* [OPDRACHT 1]
Met welke vraag begint de tekst over dankdag?
* [OPDRACHT 2]
Schrijf uit de tekst over dankdag letterlijk over wat er staat van "Hoe ga jij vanavond" tot en met "nou echt dankbaar?".

* [DOCUMENTFRAGMENT]
Hoe ga jij vanavond danken? Met die vraag wil ik beginnen. Hoe zit je hier? Heb je een goed jaar achter de rug of werd je ontslagen? Maakte je bedrijf winst of vroeg de baas een loonoffer? Heb je momenteel een vast contract of kun je volgende week zonder werk naar huis gestuurd worden? Zit je hier met in je achterhoofd zorgen over de betaling van de hypotheek? Overweeg je momenteel meer te gaan werken om de verhoogde belastingdruk op te vangen? Of heb je juist geld opzij kunnen zetten? Heeft je onderneming winst gemaakt? Dit maakt nogal wat uit voor hoe je hier zit en hoe je dankdag beleeft. We kunnen hier zomaar met heel verschillende gevoelens zitten. Misschien ben je hier gekomen met de vraag: wat heb ik eigenlijk te danken? Of je zit hier zorgeloos in de wetenschap dat jij je zaakjes goed voor elkaar hebt en je vraagt je af: ben ik nou echt dankbaar?

* [VASTGELEGDE GEGEVENS]
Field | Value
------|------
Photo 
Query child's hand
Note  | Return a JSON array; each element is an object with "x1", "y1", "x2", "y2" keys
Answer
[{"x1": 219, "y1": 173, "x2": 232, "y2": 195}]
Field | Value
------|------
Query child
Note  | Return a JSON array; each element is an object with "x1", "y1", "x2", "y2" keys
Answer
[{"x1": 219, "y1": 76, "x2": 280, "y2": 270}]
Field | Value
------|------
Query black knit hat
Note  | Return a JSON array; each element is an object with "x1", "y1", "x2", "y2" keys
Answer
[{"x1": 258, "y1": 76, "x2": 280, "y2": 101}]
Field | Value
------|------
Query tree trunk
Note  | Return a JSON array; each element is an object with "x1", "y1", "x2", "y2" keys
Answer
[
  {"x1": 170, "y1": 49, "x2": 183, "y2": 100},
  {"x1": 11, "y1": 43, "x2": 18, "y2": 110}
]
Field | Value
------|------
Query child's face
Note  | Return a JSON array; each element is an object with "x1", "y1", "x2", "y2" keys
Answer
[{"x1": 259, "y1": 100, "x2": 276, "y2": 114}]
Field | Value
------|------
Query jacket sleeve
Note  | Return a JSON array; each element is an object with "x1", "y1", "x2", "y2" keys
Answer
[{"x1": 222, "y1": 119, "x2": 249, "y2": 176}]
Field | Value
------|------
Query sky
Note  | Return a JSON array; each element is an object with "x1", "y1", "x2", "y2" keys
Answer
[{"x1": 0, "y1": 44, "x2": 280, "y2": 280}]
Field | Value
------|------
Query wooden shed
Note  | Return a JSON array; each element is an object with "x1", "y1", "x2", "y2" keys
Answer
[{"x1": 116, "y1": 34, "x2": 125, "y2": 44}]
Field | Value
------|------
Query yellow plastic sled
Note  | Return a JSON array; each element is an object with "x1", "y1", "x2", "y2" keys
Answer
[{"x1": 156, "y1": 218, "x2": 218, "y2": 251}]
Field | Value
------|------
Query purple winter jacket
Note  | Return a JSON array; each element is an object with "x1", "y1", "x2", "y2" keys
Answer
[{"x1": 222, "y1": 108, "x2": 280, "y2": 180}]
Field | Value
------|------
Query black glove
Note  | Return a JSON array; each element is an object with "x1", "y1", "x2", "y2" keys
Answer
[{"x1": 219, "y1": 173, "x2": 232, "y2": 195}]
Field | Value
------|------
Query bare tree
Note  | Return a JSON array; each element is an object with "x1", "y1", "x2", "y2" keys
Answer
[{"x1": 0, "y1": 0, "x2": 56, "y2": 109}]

* [VOLLEDIGE UITVOER 1]
Hoe ga jij vanavond danken?

* [VOLLEDIGE UITVOER 2]
Hoe ga jij vanavond danken? Met die vraag wil ik beginnen. Hoe zit je hier? Heb je een goed jaar achter de rug of werd je ontslagen? Maakte je bedrijf winst of vroeg de baas een loonoffer? Heb je momenteel een vast contract of kun je volgende week zonder werk naar huis gestuurd worden? Zit je hier met in je achterhoofd zorgen over de betaling van de hypotheek? Overweeg je momenteel meer te gaan werken om de verhoogde belastingdruk op te vangen? Of heb je juist geld opzij kunnen zetten? Heeft je onderneming winst gemaakt? Dit maakt nogal wat uit voor hoe je hier zit en hoe je dankdag beleeft. We kunnen hier zomaar met heel verschillende gevoelens zitten. Misschien ben je hier gekomen met de vraag: wat heb ik eigenlijk te danken? Of je zit hier zorgeloos in de wetenschap dat jij je zaakjes goed voor elkaar hebt en je vraagt je af: ben ik nou echt dankbaar?